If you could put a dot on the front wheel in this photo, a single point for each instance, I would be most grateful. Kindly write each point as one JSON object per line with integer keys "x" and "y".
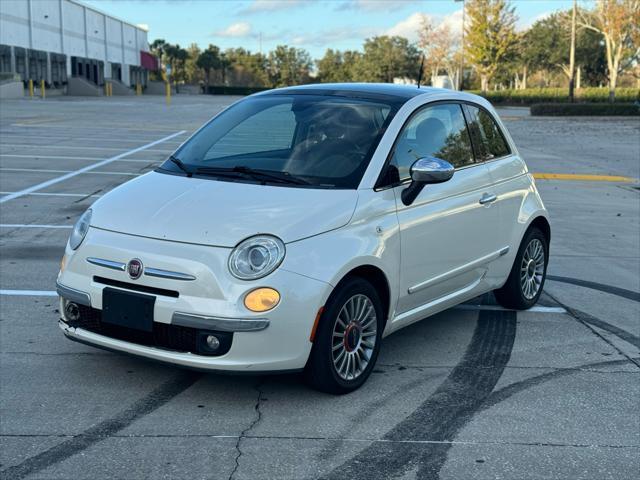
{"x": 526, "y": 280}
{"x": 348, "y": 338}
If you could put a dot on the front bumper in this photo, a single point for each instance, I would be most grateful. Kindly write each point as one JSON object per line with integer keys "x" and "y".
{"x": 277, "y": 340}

---

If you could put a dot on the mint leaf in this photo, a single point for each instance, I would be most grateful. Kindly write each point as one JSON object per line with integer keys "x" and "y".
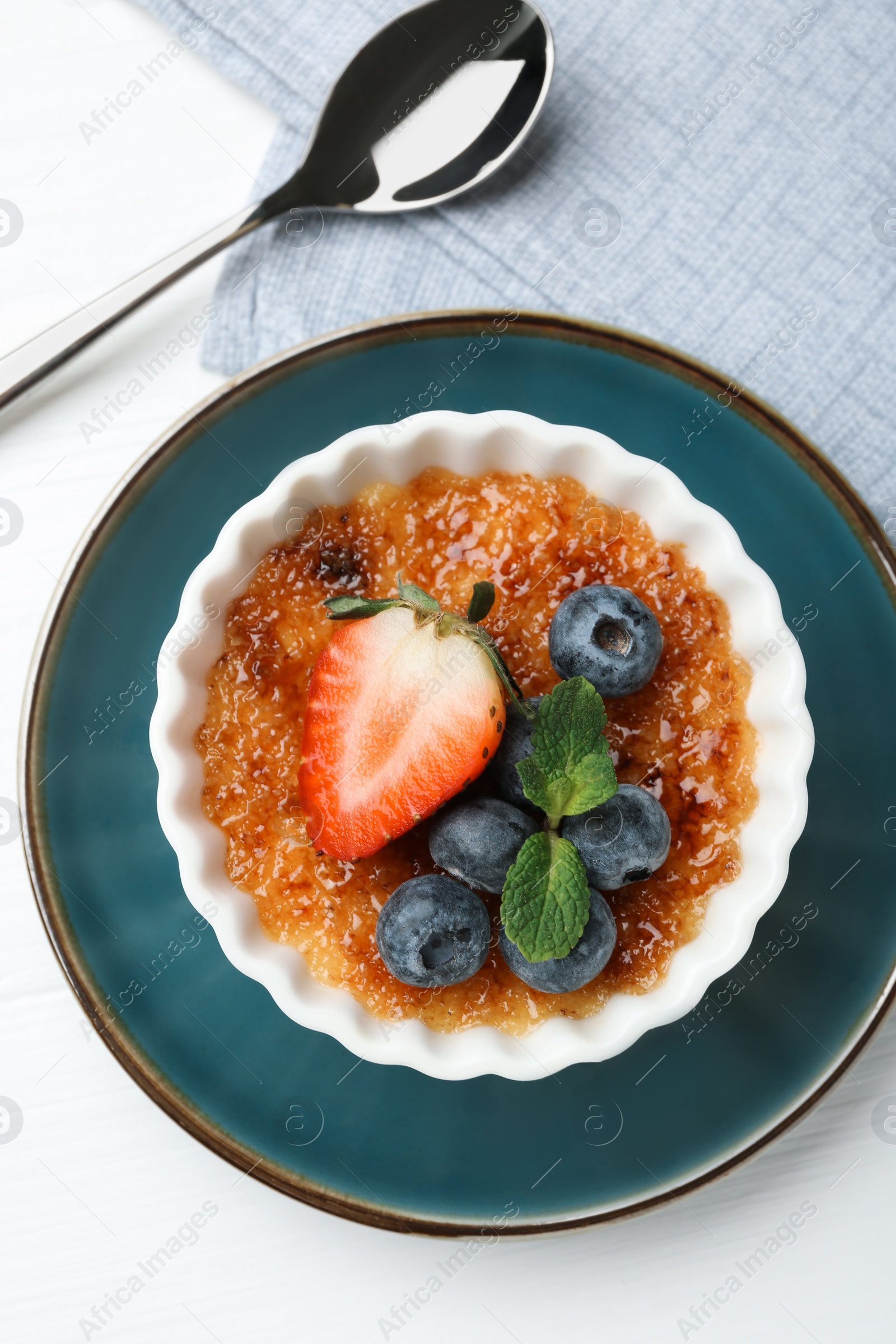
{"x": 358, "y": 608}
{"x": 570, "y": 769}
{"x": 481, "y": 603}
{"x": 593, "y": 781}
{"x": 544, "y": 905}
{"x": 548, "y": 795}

Exercise task> Count the lines in the items above that contain the word "Kindly". Reply with the number alone.

Output of the exercise> 3